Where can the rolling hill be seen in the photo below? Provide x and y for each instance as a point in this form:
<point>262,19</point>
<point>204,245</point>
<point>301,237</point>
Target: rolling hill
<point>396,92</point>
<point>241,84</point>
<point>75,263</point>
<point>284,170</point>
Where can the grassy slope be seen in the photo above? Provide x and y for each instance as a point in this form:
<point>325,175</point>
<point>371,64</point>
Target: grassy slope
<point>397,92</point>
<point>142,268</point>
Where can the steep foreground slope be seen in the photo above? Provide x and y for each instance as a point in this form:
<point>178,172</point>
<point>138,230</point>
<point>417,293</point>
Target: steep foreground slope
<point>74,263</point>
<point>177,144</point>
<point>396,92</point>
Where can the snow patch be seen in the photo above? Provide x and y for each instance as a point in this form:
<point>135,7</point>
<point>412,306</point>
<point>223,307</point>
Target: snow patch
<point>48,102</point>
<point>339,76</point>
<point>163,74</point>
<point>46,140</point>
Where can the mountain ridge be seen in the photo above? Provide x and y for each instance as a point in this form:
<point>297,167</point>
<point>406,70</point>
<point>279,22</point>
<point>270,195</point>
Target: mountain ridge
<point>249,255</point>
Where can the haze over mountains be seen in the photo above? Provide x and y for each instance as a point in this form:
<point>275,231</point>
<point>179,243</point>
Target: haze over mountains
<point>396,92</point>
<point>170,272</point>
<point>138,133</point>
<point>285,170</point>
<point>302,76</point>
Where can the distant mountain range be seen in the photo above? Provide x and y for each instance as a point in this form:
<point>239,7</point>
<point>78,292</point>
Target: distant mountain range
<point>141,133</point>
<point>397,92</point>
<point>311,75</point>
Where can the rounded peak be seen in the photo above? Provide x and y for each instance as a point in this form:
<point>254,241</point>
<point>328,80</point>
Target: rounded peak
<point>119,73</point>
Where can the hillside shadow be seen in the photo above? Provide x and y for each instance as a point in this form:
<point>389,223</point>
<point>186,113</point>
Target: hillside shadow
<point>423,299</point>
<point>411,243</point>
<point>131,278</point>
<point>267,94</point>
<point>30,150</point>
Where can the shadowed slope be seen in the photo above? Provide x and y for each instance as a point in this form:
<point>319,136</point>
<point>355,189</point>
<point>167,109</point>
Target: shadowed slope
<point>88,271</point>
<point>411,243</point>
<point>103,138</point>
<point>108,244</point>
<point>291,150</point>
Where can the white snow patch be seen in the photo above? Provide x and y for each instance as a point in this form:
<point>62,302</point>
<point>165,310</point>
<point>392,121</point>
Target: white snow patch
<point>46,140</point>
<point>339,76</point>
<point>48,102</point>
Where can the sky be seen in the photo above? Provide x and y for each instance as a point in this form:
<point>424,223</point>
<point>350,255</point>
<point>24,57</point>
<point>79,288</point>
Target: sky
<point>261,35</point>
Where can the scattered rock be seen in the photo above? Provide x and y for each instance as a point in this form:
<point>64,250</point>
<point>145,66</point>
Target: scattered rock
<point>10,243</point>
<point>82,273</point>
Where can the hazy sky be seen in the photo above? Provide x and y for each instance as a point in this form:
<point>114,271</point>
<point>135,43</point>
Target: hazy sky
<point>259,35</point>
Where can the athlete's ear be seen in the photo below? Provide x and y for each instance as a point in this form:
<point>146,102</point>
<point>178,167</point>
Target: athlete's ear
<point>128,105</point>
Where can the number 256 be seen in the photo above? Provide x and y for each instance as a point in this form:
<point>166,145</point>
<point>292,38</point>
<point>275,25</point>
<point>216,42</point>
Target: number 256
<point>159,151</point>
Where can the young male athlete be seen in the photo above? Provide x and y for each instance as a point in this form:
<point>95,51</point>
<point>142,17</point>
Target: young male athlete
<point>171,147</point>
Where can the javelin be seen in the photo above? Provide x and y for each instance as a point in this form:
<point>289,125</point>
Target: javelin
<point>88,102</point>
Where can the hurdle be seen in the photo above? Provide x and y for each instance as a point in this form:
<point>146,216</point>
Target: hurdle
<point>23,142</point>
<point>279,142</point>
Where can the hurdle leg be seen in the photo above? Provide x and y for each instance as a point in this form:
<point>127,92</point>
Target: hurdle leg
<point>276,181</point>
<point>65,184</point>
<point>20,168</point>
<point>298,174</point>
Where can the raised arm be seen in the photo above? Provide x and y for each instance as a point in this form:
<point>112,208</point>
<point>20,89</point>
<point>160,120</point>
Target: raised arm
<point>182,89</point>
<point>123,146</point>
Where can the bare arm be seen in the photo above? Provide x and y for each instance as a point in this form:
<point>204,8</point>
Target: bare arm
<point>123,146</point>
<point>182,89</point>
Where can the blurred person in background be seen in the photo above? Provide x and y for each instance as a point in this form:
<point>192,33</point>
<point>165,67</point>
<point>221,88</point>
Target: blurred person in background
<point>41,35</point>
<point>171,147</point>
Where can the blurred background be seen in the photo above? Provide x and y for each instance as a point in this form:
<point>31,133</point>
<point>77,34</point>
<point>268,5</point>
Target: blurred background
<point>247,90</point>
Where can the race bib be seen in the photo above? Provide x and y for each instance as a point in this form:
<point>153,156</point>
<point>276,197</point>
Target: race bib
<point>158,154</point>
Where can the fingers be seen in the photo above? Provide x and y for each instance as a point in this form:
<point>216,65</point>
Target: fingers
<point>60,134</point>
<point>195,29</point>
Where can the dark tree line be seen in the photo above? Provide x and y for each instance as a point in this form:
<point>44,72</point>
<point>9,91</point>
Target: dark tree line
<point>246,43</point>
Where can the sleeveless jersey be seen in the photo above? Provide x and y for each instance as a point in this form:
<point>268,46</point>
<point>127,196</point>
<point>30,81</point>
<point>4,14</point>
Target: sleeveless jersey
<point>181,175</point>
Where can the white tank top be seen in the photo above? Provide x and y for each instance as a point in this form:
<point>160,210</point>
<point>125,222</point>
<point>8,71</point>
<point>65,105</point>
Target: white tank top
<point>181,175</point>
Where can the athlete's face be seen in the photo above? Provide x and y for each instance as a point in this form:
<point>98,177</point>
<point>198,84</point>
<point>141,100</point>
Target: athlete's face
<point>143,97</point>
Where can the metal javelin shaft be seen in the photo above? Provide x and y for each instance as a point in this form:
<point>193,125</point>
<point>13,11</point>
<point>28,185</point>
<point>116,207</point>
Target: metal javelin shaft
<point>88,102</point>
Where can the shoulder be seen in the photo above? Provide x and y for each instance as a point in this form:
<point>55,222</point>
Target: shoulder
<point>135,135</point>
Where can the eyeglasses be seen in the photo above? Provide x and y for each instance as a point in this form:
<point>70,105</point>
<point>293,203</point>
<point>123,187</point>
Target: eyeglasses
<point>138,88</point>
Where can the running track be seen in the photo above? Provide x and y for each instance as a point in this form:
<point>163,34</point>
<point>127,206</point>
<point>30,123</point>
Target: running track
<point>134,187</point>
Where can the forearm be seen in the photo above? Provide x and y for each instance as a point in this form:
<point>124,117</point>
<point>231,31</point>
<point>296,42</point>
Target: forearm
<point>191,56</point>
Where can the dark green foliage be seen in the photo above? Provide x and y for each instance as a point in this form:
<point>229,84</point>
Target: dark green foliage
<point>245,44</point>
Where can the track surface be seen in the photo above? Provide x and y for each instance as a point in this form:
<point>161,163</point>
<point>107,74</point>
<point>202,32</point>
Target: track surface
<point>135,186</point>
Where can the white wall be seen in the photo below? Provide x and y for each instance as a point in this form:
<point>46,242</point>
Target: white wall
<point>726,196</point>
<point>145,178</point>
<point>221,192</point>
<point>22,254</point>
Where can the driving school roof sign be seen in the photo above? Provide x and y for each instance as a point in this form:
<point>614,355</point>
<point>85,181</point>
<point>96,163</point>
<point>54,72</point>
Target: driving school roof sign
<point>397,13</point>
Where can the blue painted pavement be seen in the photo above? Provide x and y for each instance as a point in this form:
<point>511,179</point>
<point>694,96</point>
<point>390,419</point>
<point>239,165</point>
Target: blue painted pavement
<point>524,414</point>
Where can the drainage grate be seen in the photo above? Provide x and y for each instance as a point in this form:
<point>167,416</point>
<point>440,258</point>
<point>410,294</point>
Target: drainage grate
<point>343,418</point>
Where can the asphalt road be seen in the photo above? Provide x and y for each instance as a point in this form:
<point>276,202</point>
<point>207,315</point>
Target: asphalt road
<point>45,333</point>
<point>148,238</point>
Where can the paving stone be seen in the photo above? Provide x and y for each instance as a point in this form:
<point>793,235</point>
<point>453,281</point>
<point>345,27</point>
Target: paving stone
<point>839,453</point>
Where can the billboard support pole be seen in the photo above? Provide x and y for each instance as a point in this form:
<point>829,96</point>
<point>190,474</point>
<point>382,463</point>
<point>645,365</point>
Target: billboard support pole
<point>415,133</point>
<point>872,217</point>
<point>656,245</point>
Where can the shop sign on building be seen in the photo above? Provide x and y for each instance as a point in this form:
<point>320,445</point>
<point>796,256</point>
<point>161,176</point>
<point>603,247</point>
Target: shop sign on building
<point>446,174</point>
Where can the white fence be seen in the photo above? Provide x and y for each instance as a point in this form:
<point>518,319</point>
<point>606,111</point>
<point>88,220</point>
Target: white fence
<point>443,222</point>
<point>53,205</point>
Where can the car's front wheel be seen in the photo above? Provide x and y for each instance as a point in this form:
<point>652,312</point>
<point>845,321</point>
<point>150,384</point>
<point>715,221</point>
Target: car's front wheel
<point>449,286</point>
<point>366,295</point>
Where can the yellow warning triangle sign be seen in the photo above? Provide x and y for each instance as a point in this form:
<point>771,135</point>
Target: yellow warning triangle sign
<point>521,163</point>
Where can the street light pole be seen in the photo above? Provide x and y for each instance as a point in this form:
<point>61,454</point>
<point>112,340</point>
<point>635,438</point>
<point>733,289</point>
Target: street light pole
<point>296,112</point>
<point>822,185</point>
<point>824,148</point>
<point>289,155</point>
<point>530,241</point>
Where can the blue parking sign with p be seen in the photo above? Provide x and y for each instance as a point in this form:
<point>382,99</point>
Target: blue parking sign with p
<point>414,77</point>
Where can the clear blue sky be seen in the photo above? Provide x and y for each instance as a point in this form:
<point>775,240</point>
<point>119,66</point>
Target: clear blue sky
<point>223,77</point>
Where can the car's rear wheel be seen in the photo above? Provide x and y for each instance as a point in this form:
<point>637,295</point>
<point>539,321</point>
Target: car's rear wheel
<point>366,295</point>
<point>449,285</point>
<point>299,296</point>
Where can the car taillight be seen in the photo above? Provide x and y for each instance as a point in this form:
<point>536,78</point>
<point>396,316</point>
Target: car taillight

■ Job ■
Please set down word for word the lines from the very first line of the rows through the line with "<point>249,255</point>", both of those lines included.

■ Completed task ■
Where can the rolling hill be seen in the photo below? Provide x and y for each instance as a point in this form:
<point>262,19</point>
<point>204,245</point>
<point>301,237</point>
Target: rolling hill
<point>396,92</point>
<point>241,84</point>
<point>75,263</point>
<point>284,170</point>
Where can the grassy slope be seen in the photo above? Provide x and y for each instance as a point in this form:
<point>325,175</point>
<point>371,64</point>
Target: grassy slope
<point>397,92</point>
<point>142,268</point>
Where can the steep foreground slope be seen in the photo above? Provide x and y for each instance as a point in this form:
<point>178,172</point>
<point>138,230</point>
<point>417,293</point>
Target: steep foreground slope
<point>74,263</point>
<point>177,144</point>
<point>396,92</point>
Where can the snow patch be seen in the photo above? Provide x and y for each instance as a point in this form:
<point>135,7</point>
<point>412,306</point>
<point>223,307</point>
Target: snow patch
<point>48,102</point>
<point>339,76</point>
<point>163,74</point>
<point>46,140</point>
Where can the mountain ridge be seen in the photo above? Provide x and y for each instance as a point in this form:
<point>297,167</point>
<point>406,70</point>
<point>279,22</point>
<point>270,195</point>
Target: mountain ridge
<point>249,255</point>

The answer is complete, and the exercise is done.